--- BEGIN ---

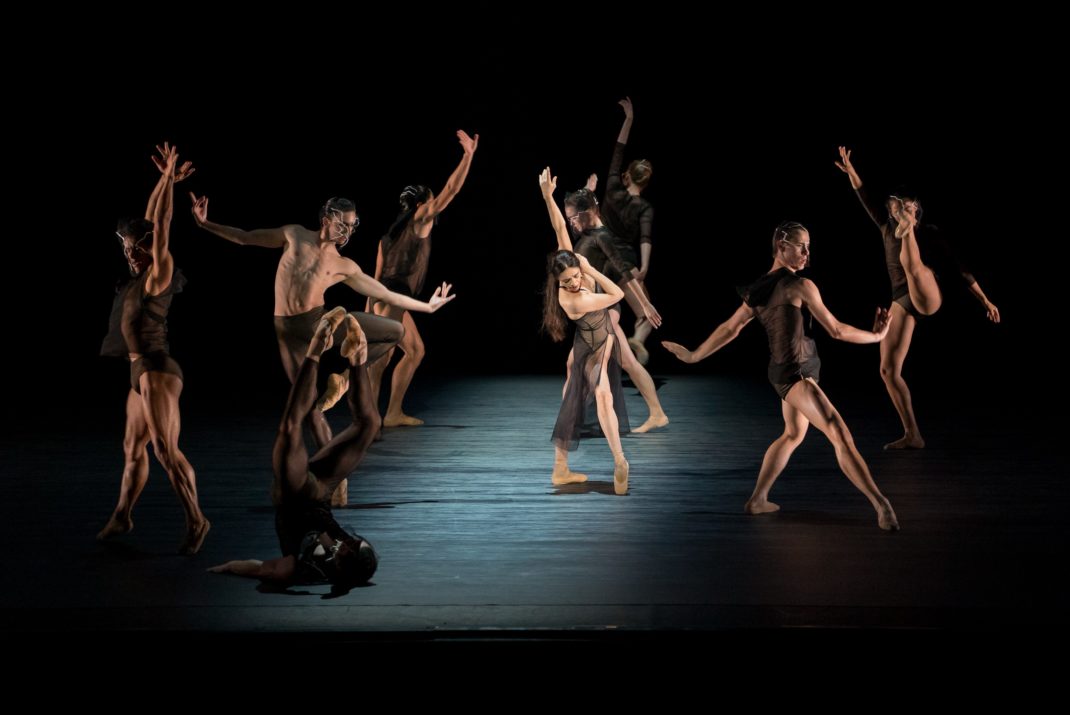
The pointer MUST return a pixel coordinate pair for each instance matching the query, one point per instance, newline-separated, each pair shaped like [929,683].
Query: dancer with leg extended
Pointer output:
[596,364]
[138,332]
[401,267]
[316,549]
[777,300]
[630,218]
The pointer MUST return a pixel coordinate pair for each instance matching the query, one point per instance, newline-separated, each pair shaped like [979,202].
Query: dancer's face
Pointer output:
[570,279]
[579,221]
[898,206]
[340,226]
[137,250]
[795,250]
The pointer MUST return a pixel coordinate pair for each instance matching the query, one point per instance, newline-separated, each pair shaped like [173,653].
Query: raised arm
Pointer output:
[163,263]
[856,183]
[810,295]
[577,304]
[269,238]
[616,261]
[428,211]
[547,183]
[273,569]
[720,337]
[365,285]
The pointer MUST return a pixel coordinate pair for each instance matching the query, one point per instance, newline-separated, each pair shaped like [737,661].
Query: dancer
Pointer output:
[310,263]
[910,249]
[630,218]
[597,244]
[316,549]
[777,300]
[138,332]
[595,371]
[401,265]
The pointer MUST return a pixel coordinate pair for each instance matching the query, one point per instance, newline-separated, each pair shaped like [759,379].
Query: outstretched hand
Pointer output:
[441,297]
[844,163]
[547,182]
[199,209]
[468,143]
[678,350]
[584,263]
[166,154]
[882,322]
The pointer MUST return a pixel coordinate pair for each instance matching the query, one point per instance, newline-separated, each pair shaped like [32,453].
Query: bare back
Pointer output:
[308,267]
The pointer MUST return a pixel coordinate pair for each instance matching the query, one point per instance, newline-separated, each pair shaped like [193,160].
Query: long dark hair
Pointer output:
[788,230]
[554,320]
[410,197]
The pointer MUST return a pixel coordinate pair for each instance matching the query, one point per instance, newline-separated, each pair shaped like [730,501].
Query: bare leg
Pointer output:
[642,380]
[637,340]
[412,348]
[893,349]
[607,417]
[561,472]
[809,399]
[920,280]
[776,459]
[135,469]
[159,393]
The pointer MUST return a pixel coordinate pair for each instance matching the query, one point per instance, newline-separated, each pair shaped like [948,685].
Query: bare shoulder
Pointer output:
[295,233]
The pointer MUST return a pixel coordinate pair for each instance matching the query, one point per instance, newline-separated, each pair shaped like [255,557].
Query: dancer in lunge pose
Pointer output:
[595,242]
[310,263]
[401,265]
[777,300]
[138,332]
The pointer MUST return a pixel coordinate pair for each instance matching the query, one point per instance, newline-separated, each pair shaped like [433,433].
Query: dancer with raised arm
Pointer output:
[595,371]
[309,264]
[138,332]
[597,244]
[912,249]
[316,549]
[777,300]
[630,218]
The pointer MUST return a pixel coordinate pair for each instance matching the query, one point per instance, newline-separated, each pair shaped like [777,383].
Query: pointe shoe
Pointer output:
[641,353]
[337,384]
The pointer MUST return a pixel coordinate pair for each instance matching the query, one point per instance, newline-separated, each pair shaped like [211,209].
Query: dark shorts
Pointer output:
[153,362]
[905,303]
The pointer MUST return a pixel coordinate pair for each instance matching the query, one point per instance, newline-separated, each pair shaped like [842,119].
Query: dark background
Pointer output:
[742,134]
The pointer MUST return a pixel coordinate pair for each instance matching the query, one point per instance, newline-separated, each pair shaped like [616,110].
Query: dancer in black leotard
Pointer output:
[777,300]
[915,255]
[630,217]
[594,241]
[315,547]
[138,332]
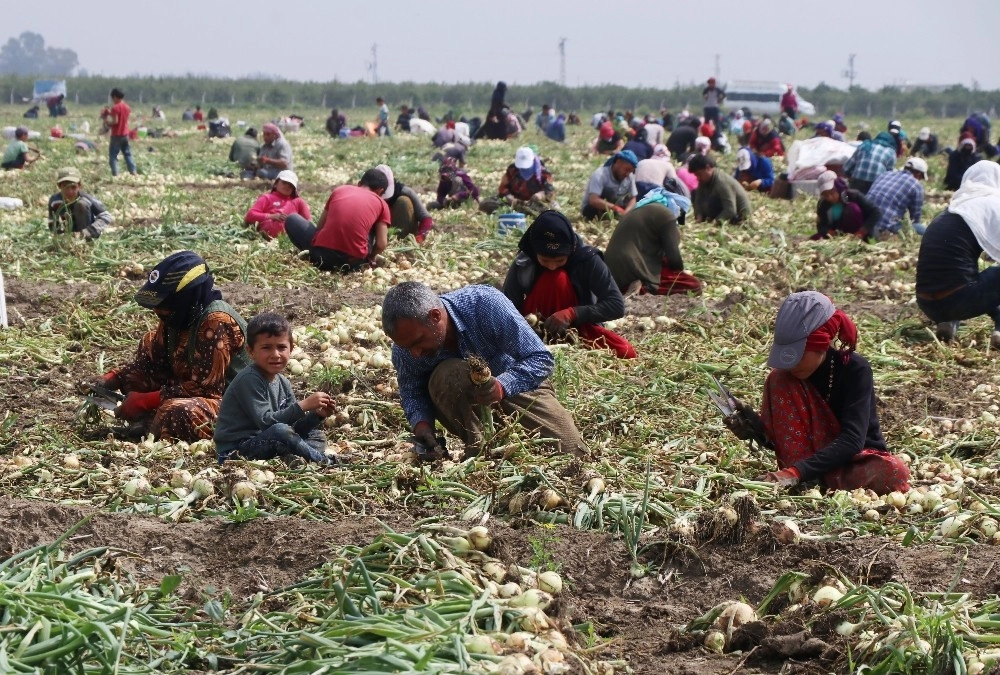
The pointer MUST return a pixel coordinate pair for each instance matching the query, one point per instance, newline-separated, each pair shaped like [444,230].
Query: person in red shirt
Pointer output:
[353,228]
[116,118]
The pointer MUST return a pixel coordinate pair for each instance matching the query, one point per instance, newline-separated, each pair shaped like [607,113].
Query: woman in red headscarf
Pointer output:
[560,279]
[818,412]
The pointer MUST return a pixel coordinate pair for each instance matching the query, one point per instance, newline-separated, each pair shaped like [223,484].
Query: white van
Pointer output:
[761,98]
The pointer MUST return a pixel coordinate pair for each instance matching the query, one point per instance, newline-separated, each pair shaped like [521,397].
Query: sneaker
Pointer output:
[946,330]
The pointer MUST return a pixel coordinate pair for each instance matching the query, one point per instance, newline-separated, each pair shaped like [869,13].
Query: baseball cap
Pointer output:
[289,177]
[825,181]
[916,164]
[800,314]
[524,158]
[69,174]
[389,191]
[743,161]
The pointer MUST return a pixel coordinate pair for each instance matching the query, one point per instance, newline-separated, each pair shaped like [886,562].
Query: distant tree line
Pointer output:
[473,97]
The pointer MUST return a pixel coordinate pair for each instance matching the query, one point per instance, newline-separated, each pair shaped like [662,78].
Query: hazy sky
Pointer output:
[630,43]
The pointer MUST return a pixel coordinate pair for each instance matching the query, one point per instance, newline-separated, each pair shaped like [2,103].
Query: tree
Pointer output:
[28,55]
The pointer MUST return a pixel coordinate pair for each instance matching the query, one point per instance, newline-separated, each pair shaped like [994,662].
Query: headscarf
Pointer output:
[626,155]
[837,326]
[181,283]
[551,234]
[977,201]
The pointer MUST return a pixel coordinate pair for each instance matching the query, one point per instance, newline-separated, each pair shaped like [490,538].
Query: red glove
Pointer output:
[487,393]
[784,478]
[557,323]
[137,404]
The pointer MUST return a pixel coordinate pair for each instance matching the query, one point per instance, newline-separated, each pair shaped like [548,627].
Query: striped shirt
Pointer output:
[489,326]
[895,193]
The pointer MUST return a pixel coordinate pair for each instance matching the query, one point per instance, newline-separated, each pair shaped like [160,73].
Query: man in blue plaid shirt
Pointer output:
[434,335]
[871,160]
[897,192]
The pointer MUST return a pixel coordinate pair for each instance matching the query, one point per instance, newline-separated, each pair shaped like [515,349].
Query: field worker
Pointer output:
[409,215]
[926,144]
[260,417]
[434,335]
[275,154]
[950,287]
[818,410]
[719,197]
[638,145]
[18,153]
[895,193]
[455,186]
[353,228]
[608,140]
[526,185]
[714,98]
[766,141]
[790,102]
[73,211]
[644,253]
[841,209]
[116,119]
[565,284]
[959,161]
[272,208]
[870,160]
[611,189]
[244,152]
[335,123]
[174,385]
[754,172]
[681,140]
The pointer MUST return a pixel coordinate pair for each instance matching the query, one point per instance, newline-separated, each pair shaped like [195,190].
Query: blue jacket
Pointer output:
[760,168]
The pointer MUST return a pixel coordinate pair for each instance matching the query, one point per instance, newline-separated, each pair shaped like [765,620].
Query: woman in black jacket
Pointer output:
[566,284]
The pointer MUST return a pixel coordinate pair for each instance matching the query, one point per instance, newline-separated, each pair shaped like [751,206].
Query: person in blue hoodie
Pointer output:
[753,171]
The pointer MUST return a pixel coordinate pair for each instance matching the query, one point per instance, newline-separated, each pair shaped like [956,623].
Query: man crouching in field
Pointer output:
[434,335]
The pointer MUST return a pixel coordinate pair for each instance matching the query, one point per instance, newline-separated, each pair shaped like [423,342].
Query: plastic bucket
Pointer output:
[509,222]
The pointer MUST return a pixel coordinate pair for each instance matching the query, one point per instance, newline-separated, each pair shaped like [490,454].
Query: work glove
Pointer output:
[557,323]
[784,478]
[487,393]
[137,404]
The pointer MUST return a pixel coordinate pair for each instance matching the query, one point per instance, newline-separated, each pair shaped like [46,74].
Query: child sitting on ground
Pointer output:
[259,417]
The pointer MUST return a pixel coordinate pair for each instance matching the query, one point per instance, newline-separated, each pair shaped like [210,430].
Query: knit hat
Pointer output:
[800,314]
[391,190]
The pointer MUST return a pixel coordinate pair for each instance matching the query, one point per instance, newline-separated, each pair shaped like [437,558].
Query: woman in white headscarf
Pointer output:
[950,287]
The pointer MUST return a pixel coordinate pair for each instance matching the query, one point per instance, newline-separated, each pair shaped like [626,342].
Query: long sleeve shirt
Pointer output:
[251,404]
[896,193]
[489,326]
[852,399]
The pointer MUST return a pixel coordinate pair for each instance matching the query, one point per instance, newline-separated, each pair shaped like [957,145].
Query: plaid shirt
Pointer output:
[489,326]
[895,193]
[869,164]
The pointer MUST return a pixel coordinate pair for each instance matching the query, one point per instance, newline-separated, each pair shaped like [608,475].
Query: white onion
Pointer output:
[550,582]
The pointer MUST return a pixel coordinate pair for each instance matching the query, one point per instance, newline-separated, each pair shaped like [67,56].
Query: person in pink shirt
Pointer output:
[116,118]
[353,228]
[271,209]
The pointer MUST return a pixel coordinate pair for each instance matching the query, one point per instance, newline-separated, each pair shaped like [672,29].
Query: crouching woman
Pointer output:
[818,409]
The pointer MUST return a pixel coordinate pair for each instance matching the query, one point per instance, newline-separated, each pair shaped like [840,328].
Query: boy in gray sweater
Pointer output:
[259,417]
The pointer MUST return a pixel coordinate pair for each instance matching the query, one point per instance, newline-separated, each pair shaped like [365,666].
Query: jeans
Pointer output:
[302,439]
[120,144]
[301,232]
[982,296]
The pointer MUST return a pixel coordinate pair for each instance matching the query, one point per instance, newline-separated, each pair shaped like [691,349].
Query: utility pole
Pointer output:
[562,61]
[850,73]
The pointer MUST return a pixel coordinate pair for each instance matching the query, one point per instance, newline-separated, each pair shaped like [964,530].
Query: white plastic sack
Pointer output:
[815,152]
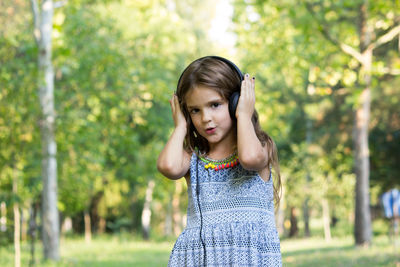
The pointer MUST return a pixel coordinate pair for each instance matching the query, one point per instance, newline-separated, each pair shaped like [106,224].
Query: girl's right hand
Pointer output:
[177,114]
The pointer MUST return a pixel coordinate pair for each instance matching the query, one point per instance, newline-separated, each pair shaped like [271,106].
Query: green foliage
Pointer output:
[117,64]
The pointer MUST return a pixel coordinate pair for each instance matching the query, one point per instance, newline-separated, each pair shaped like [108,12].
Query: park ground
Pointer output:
[125,250]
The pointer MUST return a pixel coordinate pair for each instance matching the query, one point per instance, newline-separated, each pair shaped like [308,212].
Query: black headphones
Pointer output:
[234,98]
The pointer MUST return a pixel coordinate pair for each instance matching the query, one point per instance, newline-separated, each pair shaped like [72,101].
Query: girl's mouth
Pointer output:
[210,130]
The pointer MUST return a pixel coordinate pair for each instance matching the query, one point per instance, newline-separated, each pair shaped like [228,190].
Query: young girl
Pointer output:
[226,161]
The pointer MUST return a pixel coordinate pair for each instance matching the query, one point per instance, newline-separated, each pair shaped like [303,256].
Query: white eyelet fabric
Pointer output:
[237,214]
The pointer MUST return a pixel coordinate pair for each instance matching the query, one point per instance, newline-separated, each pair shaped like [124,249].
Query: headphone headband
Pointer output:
[234,98]
[227,61]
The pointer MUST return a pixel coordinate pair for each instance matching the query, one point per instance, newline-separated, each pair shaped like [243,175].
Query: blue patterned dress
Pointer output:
[233,225]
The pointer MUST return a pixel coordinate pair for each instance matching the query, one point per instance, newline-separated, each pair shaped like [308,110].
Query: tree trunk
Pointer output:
[326,220]
[168,220]
[94,210]
[17,226]
[43,20]
[306,212]
[280,218]
[32,231]
[294,229]
[88,227]
[176,211]
[362,227]
[146,213]
[3,217]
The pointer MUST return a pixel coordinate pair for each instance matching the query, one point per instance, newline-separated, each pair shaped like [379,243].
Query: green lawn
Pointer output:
[117,251]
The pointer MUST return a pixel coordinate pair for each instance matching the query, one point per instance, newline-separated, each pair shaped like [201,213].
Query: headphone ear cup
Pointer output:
[233,101]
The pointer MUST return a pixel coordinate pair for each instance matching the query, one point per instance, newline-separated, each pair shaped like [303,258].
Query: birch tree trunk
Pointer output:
[88,227]
[176,211]
[146,213]
[326,218]
[43,20]
[17,227]
[362,227]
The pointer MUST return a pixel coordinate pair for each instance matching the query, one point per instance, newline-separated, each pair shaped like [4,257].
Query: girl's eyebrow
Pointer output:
[220,99]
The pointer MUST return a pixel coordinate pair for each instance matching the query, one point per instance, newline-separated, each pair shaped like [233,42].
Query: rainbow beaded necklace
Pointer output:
[217,165]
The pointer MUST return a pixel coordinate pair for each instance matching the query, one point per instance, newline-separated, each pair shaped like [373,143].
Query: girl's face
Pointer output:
[210,116]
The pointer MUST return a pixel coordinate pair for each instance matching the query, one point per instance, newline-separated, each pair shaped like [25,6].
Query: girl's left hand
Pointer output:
[247,98]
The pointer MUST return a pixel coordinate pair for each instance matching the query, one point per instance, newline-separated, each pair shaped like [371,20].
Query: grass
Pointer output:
[127,251]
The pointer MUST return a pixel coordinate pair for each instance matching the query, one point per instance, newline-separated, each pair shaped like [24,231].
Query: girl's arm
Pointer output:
[173,161]
[252,155]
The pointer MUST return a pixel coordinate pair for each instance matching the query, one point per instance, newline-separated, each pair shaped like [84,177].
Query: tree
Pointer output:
[369,39]
[43,21]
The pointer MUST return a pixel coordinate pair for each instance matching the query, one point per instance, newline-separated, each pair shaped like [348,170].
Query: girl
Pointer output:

--- END ---

_Task details_
Repeat, without change, each line of the data above from the one that contains "shaped like [373,143]." through the final line, counting both.

_Written response_
The pointer MUST return a pixel coordinate pair for each instance matching the query, one point per instance, newline-separated, each pair shaped like [373,143].
Query: girl's face
Pointer output:
[210,116]
The pointer MUST return a pixel coordinate pair for each instance matching the query, one point per instance, newline-separated, each pair shaped like [25,6].
Query: girl's left hand
Pointer output:
[247,98]
The pointer MUST return a pixel coordinate pair for each instance matching the query, one point per instance, newline-separated, each pair shaped like [371,20].
Query: grass
Pointer output:
[127,251]
The pointer MUST return a pixel coordinate pair for each instance matching the query, one point per instance, newline-separated, each pair shaped like [24,231].
Query: girl's arm
Pointer output:
[173,161]
[252,155]
The pointer MUST return a pixel coordinate pair for each instance matching the query, one point per instance, newline-separated, each pair shaped like [84,177].
Query: tree
Pointer output:
[369,39]
[43,21]
The pointer MUST return a pixel coordinate pair for each instance matching the query, one point per instance, newline-separated, each pair shaped like [348,170].
Query: girl
Pointer output:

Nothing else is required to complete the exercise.